Nei loro confronti “rischiamo di essere tutti, istituzioni e persone del mondo occidentale, dei Pilati che si lavano le mani – ha detto il predicatore pontificio -. I cristiani non sono certamente le sole vittime della violenza omicida che c’è nel mondo, ma non si può ignorare che in molti paesi essi sono le vittime designate e più frequenti”. E ha ricordato anche i 147 studenti cristiani uccisi dagli jihadisti ieri in Kenya.

“Un vescovo del III secolo, Dionigi di Alessandria, ci ha lasciato la testimonianza di una Pasqua celebrata dai cristiani durante la feroce persecuzione dell’imperatore romano Decio: ‘Ci esiliarono e, soli fra tutti, fummo perseguitati e messi a morte. Ma anche allora abbiamo celebrato la Pasqua. Ogni luogo dove si pativa divenne per noi un posto per celebrare la festa: fosse un campo, un deserto, una nave, una locanda, una prigione. I martiri perfetti celebrarono la più splendida delle feste pasquali, essendo ammessi al festino celeste’. Sarà così per molti cristiani anche la Pasqua di questo anno, il 2015 dopo Cristo”.

---

- Consegne -
A – Secondo il brano sui cristiani perseguitati, sotto quale imperatore romano si svolse la persecuzione durante cui fu celebrata la Pasqua descritta da Dionigi di Alessandria?
B – Ricopia dal brano sui cristiani perseguitati il passo compreso tra "Nei loro confronti" e "ieri in Kenya.", estremi inclusi.
C – Scrivi il seguito del brano sui cristiani perseguitati, ripartendo dopo la sua ultima frase.

- Materiale fornito -
---

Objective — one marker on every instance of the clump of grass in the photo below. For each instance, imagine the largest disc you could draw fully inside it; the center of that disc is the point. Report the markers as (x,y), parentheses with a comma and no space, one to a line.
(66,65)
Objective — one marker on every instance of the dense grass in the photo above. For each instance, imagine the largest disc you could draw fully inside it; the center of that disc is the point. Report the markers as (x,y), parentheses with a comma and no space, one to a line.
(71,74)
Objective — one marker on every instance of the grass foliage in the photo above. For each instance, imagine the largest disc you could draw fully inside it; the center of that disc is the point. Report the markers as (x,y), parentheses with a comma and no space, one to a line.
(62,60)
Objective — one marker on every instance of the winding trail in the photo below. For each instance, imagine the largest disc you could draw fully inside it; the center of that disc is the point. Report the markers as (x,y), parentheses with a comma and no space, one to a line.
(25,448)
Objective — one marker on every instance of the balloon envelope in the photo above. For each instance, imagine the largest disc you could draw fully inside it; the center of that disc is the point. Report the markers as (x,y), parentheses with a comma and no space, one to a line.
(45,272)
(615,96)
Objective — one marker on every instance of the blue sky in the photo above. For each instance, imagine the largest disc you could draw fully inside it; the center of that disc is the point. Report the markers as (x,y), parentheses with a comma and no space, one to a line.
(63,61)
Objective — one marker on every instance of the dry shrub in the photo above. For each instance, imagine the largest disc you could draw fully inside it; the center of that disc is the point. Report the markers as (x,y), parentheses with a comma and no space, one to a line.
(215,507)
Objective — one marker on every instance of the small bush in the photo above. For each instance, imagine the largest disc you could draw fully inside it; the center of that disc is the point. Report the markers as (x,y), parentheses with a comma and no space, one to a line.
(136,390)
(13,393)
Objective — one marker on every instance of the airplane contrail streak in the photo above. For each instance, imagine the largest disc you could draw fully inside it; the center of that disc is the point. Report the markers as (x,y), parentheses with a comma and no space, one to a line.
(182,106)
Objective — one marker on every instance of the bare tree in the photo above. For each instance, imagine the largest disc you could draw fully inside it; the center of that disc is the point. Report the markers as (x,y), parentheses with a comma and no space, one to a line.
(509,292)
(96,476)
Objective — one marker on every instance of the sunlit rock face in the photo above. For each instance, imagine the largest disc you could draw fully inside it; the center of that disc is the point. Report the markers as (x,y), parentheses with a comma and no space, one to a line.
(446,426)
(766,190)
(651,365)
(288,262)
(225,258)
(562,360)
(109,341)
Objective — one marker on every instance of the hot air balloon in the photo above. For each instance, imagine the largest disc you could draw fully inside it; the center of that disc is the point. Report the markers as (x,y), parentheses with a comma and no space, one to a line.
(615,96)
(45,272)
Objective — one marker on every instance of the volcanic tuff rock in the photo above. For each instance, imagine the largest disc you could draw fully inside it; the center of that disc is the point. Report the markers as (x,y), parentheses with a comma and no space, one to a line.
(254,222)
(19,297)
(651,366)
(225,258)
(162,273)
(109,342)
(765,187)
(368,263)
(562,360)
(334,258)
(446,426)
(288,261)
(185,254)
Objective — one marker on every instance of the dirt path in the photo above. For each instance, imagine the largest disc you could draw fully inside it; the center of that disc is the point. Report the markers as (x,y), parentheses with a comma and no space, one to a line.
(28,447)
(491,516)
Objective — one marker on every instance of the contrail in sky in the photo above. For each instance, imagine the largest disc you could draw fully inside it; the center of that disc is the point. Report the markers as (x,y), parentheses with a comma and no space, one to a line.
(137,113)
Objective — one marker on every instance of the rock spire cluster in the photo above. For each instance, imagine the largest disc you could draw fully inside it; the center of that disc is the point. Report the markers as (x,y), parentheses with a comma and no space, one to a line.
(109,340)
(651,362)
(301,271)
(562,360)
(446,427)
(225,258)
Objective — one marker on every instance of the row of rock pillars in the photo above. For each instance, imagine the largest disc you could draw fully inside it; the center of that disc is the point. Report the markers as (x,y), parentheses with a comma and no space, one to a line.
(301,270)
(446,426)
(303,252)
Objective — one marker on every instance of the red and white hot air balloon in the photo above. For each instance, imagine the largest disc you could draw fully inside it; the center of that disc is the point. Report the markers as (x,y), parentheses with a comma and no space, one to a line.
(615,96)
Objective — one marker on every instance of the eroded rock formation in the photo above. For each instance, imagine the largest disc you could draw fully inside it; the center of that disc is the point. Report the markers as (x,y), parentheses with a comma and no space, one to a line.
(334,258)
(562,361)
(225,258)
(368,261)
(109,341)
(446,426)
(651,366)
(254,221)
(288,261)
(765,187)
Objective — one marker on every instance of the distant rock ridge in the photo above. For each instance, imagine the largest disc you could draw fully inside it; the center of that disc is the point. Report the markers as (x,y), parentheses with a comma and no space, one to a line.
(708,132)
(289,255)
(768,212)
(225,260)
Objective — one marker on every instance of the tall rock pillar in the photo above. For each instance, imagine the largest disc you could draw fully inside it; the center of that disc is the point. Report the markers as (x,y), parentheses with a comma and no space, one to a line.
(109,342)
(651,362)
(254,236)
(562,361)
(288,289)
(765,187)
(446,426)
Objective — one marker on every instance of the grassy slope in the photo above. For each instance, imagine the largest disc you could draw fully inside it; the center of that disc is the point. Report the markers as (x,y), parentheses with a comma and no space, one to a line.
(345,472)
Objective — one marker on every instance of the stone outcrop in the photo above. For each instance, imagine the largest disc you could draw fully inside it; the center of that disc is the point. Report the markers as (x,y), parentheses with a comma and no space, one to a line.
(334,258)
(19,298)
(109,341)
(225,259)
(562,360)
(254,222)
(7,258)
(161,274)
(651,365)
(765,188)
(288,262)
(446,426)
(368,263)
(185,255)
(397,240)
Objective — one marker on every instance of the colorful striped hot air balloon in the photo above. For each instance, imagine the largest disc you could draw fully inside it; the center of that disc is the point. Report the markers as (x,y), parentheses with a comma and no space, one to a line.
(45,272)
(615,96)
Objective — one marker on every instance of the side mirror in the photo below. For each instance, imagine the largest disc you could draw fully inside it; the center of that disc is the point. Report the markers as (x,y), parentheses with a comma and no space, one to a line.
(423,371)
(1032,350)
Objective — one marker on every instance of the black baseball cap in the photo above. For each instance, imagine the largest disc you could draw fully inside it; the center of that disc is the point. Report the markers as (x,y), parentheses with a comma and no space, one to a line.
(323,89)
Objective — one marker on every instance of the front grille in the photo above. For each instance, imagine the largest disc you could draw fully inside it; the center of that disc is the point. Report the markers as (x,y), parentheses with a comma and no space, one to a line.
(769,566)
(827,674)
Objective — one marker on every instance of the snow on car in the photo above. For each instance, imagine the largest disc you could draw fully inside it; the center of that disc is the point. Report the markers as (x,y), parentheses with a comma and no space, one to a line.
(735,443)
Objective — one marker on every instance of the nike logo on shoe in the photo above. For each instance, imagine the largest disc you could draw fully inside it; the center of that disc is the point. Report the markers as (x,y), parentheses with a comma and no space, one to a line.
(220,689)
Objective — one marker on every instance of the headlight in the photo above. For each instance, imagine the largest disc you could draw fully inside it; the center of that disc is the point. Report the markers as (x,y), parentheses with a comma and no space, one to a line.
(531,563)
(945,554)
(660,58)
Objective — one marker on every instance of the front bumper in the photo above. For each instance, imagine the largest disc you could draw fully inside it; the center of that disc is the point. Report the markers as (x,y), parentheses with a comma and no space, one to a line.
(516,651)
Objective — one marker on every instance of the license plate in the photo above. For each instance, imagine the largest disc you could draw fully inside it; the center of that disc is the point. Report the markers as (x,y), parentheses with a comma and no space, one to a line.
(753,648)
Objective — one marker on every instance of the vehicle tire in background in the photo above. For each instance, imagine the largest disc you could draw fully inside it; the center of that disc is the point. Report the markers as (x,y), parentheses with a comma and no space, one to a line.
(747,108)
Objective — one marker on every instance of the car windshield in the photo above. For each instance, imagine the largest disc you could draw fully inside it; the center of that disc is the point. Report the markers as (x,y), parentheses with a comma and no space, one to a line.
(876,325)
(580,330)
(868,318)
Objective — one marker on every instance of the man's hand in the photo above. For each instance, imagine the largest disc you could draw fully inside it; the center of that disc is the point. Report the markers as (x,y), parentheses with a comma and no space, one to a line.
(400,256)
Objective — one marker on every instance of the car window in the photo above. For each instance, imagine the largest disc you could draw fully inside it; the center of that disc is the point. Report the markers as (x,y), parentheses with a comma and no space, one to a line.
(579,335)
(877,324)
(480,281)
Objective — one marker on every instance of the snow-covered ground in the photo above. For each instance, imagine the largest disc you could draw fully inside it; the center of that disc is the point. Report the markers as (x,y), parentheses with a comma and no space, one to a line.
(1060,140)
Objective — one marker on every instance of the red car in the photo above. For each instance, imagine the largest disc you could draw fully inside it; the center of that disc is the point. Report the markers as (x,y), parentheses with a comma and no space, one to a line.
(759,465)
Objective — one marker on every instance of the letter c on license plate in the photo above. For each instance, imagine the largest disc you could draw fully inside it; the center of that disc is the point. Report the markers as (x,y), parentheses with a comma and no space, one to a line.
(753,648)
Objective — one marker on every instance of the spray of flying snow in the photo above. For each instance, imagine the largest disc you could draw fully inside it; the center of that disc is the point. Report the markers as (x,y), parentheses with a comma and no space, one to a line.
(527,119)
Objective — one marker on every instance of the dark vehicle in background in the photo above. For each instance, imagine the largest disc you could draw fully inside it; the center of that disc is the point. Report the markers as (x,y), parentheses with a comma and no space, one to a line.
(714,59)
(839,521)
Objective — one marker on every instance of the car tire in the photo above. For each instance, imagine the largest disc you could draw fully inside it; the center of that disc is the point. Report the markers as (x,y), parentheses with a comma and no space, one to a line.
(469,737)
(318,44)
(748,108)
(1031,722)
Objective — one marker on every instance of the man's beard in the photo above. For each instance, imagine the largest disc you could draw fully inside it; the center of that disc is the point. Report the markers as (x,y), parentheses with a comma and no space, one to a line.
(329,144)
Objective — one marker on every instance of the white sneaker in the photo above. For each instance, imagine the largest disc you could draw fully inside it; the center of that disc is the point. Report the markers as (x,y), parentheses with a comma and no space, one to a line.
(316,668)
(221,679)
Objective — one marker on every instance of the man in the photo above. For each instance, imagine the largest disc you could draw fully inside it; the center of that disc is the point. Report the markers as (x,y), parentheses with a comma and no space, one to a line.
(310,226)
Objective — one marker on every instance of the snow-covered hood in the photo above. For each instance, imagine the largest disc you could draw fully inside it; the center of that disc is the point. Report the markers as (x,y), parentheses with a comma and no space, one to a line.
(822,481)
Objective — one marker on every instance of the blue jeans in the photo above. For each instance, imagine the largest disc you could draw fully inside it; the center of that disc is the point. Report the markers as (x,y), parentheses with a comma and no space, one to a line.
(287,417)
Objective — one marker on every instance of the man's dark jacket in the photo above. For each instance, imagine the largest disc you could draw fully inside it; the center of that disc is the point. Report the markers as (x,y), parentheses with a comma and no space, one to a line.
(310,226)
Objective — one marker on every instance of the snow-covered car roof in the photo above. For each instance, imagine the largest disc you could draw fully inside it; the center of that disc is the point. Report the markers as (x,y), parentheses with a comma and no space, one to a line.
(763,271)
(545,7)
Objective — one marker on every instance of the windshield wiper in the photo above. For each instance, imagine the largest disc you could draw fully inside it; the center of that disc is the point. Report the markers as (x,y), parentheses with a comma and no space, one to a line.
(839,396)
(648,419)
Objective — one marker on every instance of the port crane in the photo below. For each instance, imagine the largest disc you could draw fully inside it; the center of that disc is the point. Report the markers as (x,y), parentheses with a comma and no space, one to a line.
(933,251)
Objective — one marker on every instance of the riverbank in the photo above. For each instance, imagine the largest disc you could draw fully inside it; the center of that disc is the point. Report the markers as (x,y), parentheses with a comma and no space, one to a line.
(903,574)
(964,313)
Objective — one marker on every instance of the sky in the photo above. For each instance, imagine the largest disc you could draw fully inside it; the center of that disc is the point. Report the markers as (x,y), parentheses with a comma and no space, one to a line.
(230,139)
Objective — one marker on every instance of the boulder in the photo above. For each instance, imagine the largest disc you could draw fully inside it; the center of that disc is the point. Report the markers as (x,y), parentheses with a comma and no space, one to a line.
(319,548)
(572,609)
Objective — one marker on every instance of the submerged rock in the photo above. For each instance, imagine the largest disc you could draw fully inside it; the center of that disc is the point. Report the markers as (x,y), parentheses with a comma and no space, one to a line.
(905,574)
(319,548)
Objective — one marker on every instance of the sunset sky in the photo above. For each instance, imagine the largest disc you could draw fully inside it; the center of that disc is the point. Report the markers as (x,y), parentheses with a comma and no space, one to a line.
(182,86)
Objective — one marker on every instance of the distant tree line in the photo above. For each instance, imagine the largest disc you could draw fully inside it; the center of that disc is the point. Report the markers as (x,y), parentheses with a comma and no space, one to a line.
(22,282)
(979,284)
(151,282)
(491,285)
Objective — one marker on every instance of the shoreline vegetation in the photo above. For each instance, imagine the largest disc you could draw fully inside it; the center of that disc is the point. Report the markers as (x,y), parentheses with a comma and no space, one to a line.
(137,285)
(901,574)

---

- Risposte per consegna -
A – Sotto l'imperatore Decio.

B –
Nei loro confronti “rischiamo di essere tutti, istituzioni e persone del mondo occidentale, dei Pilati che si lavano le mani – ha detto il predicatore pontificio -. I cristiani non sono certamente le sole vittime della violenza omicida che c’è nel mondo, ma non si può ignorare che in molti paesi essi sono le vittime designate e più frequenti”. E ha ricordato anche i 147 studenti cristiani uccisi dagli jihadisti ieri in Kenya.

C –
“A noi, però – ha proseguito il cappuccino – in questo giorno non è consentito fare alcuna denuncia. Tradiremmo il mistero che stiamo celebrando. Gesú morì gridando: ‘Padre, perdona loro perché non sanno quello che fanno’. I veri martiri di Cristo non muoiono con i pugni chiusi, ma con le mani giunte. Ne abbiamo avuto tanti esempi recenti. È Lui che ai 21 cristiani copti uccisi dall’Isis in Libia il 22 Febbraio scorso, ha dato la forza di morire sotto i colpi, mormorando il nome di Gesú”.

“E anche noi – ha detto Cantalamessa – preghiamo: Signore Gesù Cristo, ti preghiamo per i nostri fratelli di fede perseguitati, e per tutti gli Ecce homo che ci sono, in questo momento, sulla faccia della terra, cristiani e non cristiani. Maria, sotto la croce tu ti sei unita al Figlio e hai mormorato dietro di lui: ‘Padre, perdona loro!’: aiutaci a vincere il male con il bene, non solo sullo scenario grande del mondo, ma anche nella vita quotidiana, dentro le stesse mura di casa nostra. Tu, che, “soffrendo col Figlio tuo morente sulla croce, hai cooperato in modo tutto speciale all’opera del Salvatore con l’obbedienza, la fede, la speranza e l’ardente carità”[8], ispira agli uomini e alle donne del nostro tempo pensieri di pace, di misericordia. E di perdono. Così sia”.